Les missiles R-12 et R-14 utilisaient comme propulseurs des composants stockables à haut niveau de combustion qui présentaient deux avantages majeurs par rapport aux propulseurs cryogéniques à basse température tels que l'oxygène liquide (LOX) : ils permettaient aux missiles d'être prêts au combat très rapidement avec des préparatifs de lancement réduits. Ils présentaient également quelques inconvénients : ils étaient extrêmement toxiques, dangereux à manipuler et corrosif pour les réservoirs de propergol traditionnels. Historiquement, Korolev avait toujours préféré les combinaisons cryogéniques, principalement parce qu'elles offraient des taux d'impulsion spécifiques élevés et une efficacité de poussée plus importante, facteur essentiel pour les propulseurs de lancement spatial mais beaucoup moins pertinents pour les missiles militaires. Le premier ICBM soviétique, le R-7, utilisait une combinaison de kérosène LOX, combinaison relativement efficace pour les opérations de lancement spatial, mais plus difficile pour les missiles de combat qui nécessitaient une mise en action rapide. Dans le meilleur des cas, les R-7 mettaient huit à dix heures pour faire le plein et nécessitaient trop d'efforts pour se tenir prêts. Les énormes pertes d'oxygène par évaporation pendant le transport, pendant le stockage et après le ravitaillement étaient le principal inconvénient des missiles à oxygène liquide. La stratégie de la guerre froide imposait des exigences de plus en plus rigoureuses au cycle de préparation au combat. C'était maintenant une question de minutes plutôt que d'heures ! Si un lancement était annulé, le missile devait être retiré de la plate-forme rapidement, or un R-7 nécessitait environ 10 heures de travail pour être évacué, une situation dangereuse pour une fusée conçue pour être le premier élément d'une force de missiles stratégiques soviétiques. Dès le 1er août 1956, le tout-puissant Conseil de la Défense du Politburo a pris la décision d'accélérer les travaux sur les ICBM n'utilisant pas de propulseurs cryogéniques.
+++++
→ CONSIGNE DONNÉE 1:
Indiquez chaque ligne des enregistrements où figure le mot "surface", en tenant compte de la casse.
Le texte et les enregistrements proviennent de sources distinctes.
+++++
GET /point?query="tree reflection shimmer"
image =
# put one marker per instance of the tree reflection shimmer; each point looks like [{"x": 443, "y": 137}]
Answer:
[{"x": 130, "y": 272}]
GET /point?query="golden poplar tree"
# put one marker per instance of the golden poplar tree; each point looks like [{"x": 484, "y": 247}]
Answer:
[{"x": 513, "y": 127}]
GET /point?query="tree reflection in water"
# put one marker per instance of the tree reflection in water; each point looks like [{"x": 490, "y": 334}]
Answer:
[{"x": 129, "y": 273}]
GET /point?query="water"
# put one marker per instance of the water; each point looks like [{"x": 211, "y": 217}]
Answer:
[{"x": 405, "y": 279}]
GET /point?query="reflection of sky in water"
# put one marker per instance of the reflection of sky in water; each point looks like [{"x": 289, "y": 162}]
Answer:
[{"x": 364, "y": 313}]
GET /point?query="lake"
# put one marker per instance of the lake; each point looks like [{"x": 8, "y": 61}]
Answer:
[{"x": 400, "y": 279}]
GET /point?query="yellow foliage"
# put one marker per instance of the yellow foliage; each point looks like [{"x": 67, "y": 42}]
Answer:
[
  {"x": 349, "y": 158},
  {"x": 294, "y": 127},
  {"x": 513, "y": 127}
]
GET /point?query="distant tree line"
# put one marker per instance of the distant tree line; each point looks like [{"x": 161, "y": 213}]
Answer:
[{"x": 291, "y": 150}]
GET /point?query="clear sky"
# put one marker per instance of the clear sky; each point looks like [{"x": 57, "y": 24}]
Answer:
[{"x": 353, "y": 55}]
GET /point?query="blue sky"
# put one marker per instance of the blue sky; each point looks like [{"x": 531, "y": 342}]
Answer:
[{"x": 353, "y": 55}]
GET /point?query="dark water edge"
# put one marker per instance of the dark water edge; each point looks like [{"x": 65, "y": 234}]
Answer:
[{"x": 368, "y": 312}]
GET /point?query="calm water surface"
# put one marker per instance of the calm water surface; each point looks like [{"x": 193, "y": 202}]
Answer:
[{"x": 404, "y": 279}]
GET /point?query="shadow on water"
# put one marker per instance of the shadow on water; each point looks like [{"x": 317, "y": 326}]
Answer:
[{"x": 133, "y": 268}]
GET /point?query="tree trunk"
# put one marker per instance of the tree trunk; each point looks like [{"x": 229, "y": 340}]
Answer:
+++++
→ CONSIGNE DONNÉE 2:
Répondez aux questions suivantes sur le texte consacré aux missiles soviétiques :
(a) Quelle combinaison de propulseurs le R-7 utilisait-il ?
(b) Dans le meilleur des cas, combien de temps fallait-il pour faire le plein d'un R-7 ?
(c) À quelle date le Conseil de la Défense du Politburo a-t-il décidé d'accélérer les travaux sur les ICBM n'utilisant pas de propulseurs cryogéniques ?

→ RÉPONSE ATTENDUE 1:
GET /point?query="calm water surface"
# put one marker per instance of the calm water surface; each point looks like [{"x": 193, "y": 202}]

→ RÉPONSE ATTENDUE 2:
(a) Une combinaison de kérosène LOX.
(b) De huit à dix heures.
(c) Le 1er août 1956.